Activity: Would you give the entries again word for word, with no pictures in the copy?

(Segmentation mask data)
#####
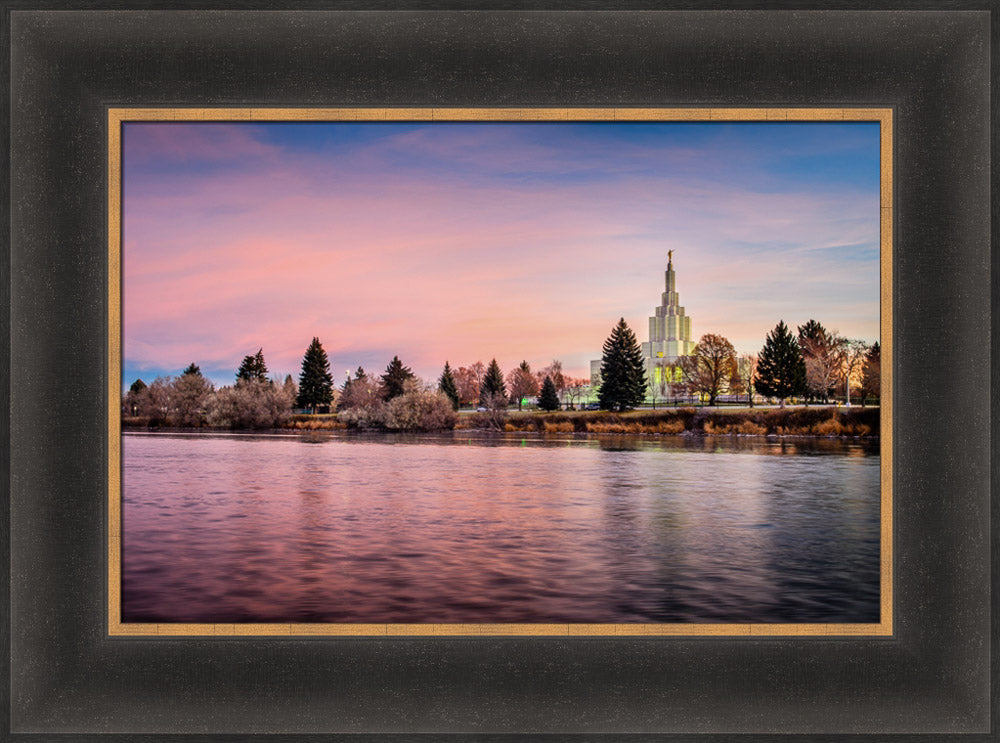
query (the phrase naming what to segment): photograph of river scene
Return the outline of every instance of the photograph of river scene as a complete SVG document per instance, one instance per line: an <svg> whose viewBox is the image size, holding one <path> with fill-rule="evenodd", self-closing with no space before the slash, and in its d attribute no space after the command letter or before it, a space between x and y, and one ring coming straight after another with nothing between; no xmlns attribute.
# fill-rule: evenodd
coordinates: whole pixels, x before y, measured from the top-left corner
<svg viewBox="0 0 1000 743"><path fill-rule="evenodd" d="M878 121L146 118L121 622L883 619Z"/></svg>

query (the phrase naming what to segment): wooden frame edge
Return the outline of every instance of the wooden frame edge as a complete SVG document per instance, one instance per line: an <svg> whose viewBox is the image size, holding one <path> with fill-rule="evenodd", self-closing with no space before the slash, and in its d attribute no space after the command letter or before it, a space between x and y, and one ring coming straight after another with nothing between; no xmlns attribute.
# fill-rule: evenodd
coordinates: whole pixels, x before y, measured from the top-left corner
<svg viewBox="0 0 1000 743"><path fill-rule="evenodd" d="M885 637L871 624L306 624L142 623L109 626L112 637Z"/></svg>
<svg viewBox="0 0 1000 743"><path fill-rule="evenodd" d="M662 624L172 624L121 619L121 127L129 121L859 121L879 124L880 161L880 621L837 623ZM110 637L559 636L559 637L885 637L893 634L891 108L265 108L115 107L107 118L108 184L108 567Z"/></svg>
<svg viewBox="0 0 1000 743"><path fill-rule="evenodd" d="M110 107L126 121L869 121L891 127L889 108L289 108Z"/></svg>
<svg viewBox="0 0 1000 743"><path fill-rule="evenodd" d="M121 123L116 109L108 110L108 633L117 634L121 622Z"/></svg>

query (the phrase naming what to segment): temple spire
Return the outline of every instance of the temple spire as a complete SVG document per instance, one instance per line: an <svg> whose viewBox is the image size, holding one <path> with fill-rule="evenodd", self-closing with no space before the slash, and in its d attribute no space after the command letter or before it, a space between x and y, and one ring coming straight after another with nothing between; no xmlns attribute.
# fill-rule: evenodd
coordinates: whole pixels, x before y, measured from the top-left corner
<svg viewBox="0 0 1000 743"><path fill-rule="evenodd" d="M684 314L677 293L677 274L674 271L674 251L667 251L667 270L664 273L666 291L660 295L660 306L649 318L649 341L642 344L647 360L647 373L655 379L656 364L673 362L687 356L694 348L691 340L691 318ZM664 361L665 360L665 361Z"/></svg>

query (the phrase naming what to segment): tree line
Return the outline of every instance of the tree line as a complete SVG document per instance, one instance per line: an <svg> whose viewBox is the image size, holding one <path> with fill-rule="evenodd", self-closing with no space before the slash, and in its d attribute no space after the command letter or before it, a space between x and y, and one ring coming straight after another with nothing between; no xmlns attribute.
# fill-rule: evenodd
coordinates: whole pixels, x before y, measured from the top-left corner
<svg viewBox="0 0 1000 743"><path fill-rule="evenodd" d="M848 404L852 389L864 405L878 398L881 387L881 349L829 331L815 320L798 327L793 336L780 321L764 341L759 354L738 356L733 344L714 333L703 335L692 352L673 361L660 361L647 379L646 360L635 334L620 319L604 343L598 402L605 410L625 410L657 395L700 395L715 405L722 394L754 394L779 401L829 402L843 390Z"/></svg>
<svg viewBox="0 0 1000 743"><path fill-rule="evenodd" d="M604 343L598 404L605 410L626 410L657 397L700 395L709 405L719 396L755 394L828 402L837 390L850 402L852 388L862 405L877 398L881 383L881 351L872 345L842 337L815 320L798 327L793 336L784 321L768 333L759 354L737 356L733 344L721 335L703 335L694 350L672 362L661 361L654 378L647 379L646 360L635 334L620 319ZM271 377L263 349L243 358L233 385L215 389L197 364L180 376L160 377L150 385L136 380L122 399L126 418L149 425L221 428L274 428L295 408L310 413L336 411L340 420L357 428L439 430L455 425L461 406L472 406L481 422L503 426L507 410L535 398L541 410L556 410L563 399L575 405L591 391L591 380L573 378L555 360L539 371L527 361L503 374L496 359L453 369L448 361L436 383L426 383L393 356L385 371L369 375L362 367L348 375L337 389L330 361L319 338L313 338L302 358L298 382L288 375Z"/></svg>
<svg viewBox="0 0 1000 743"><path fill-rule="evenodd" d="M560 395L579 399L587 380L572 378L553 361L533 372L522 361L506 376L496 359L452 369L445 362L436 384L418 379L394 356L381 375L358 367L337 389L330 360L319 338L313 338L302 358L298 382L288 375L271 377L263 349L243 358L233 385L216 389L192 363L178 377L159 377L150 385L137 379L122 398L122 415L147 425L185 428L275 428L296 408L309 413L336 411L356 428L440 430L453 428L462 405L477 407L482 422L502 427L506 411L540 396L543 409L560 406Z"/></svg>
#####
Solution for this task:
query (the phrase naming what to segment): photograph of river scene
Return the outline of every instance of the photograph of river scene as a complete SVG document per instance, one instance per line: an <svg> whose viewBox is the image size, holding one <path> with fill-rule="evenodd", self-closing with no space before the slash, and in its d attribute no space after the command letter or before it, a space between x and y, and one ring coming straight after another with nothing between; no xmlns attribute.
# fill-rule: evenodd
coordinates: whole pixels, x before y, measured from the top-left corner
<svg viewBox="0 0 1000 743"><path fill-rule="evenodd" d="M878 121L146 118L121 622L883 619Z"/></svg>

query (the phrase naming what to segment): wooden frame edge
Return the outline of every instance of the wooden frame edge as a complete SVG document per instance, one instance per line: an <svg> whose viewBox is the image size, holding one <path> with fill-rule="evenodd", self-closing with no space before the slash, and in its d attribute no space after the command letter or before it, a space between x and y, and one ring coming straight after another with nothing between; no xmlns attribute.
# fill-rule: evenodd
coordinates: whole pixels, x before y, measured from the top-left corner
<svg viewBox="0 0 1000 743"><path fill-rule="evenodd" d="M885 637L871 624L306 624L142 623L109 626L112 637Z"/></svg>
<svg viewBox="0 0 1000 743"><path fill-rule="evenodd" d="M662 624L172 624L121 619L121 127L129 121L859 121L879 124L880 161L880 621L837 623ZM110 637L559 636L559 637L885 637L893 634L891 108L265 108L115 107L107 118L108 184L108 567Z"/></svg>
<svg viewBox="0 0 1000 743"><path fill-rule="evenodd" d="M110 107L126 121L869 121L891 127L889 108L289 108Z"/></svg>
<svg viewBox="0 0 1000 743"><path fill-rule="evenodd" d="M121 123L116 109L108 110L108 633L117 634L121 622Z"/></svg>

query (the phrase naming what to segment): temple spire
Return the outline of every instance of the temple spire as a complete SVG document per instance, one instance per line: an <svg> whose viewBox is the image size, holding one <path> with fill-rule="evenodd", self-closing with no space before the slash, and in its d attribute no space after the command letter or before it, a space between x and y, and one ring coming straight after another with nothing between; no xmlns attribute.
# fill-rule: evenodd
coordinates: whole pixels, x before y, measured from the top-left corner
<svg viewBox="0 0 1000 743"><path fill-rule="evenodd" d="M684 314L677 293L677 274L674 271L674 251L667 251L667 270L664 273L666 291L660 295L660 306L649 318L649 341L642 344L647 360L647 373L655 379L656 364L673 362L687 356L694 348L691 340L691 318ZM664 361L665 360L665 361Z"/></svg>

query (the phrase naming what to segment): tree line
Return the outline of every instance of the tree line as a complete SVG document per instance, one instance per line: an <svg> whose viewBox is the image size, holding one <path> with fill-rule="evenodd", self-closing with no space before the slash, and in its d attribute no space after the command letter or before it, a space between x and y, and one ring coming straight after another with nothing between; no xmlns attribute.
# fill-rule: evenodd
coordinates: whole pixels, x before y, measured from the top-left corner
<svg viewBox="0 0 1000 743"><path fill-rule="evenodd" d="M848 404L852 389L864 405L878 398L881 387L881 349L829 331L815 320L798 327L793 336L780 321L764 341L759 354L738 356L733 344L714 333L703 335L692 352L673 361L660 361L647 379L646 360L635 334L620 319L604 343L598 402L605 410L625 410L657 395L700 395L715 405L722 394L754 394L779 401L829 402L843 390Z"/></svg>
<svg viewBox="0 0 1000 743"><path fill-rule="evenodd" d="M604 343L598 404L605 410L626 410L657 397L700 395L709 405L719 396L755 394L828 402L837 390L850 402L852 388L862 405L877 398L881 383L881 351L872 345L842 337L815 320L798 327L793 336L784 321L768 333L759 354L737 356L733 344L721 335L703 335L694 350L672 362L661 361L654 378L647 379L646 360L635 334L620 319ZM271 377L263 349L243 358L233 385L215 389L197 364L180 376L160 377L150 385L136 380L122 399L126 418L149 425L221 428L274 428L295 408L310 413L336 411L340 420L357 428L439 430L455 425L461 406L472 406L481 422L503 426L507 410L535 398L541 410L556 410L563 399L575 405L591 391L591 380L573 378L555 360L539 371L527 361L503 374L496 359L453 369L448 361L436 383L426 383L393 356L385 371L369 375L362 367L348 375L337 389L330 361L319 338L313 338L302 358L298 382L288 375Z"/></svg>
<svg viewBox="0 0 1000 743"><path fill-rule="evenodd" d="M560 395L579 399L587 380L572 378L553 361L533 372L522 361L506 376L496 359L452 369L445 362L436 384L418 379L394 356L381 375L358 367L337 389L330 360L319 338L313 338L302 358L298 382L288 375L271 377L263 349L243 358L233 385L216 389L192 363L178 377L159 377L150 385L137 379L122 398L122 415L147 425L185 428L275 428L296 408L309 413L336 411L356 428L440 430L453 428L462 405L477 407L482 422L502 427L506 411L540 396L543 409L560 406Z"/></svg>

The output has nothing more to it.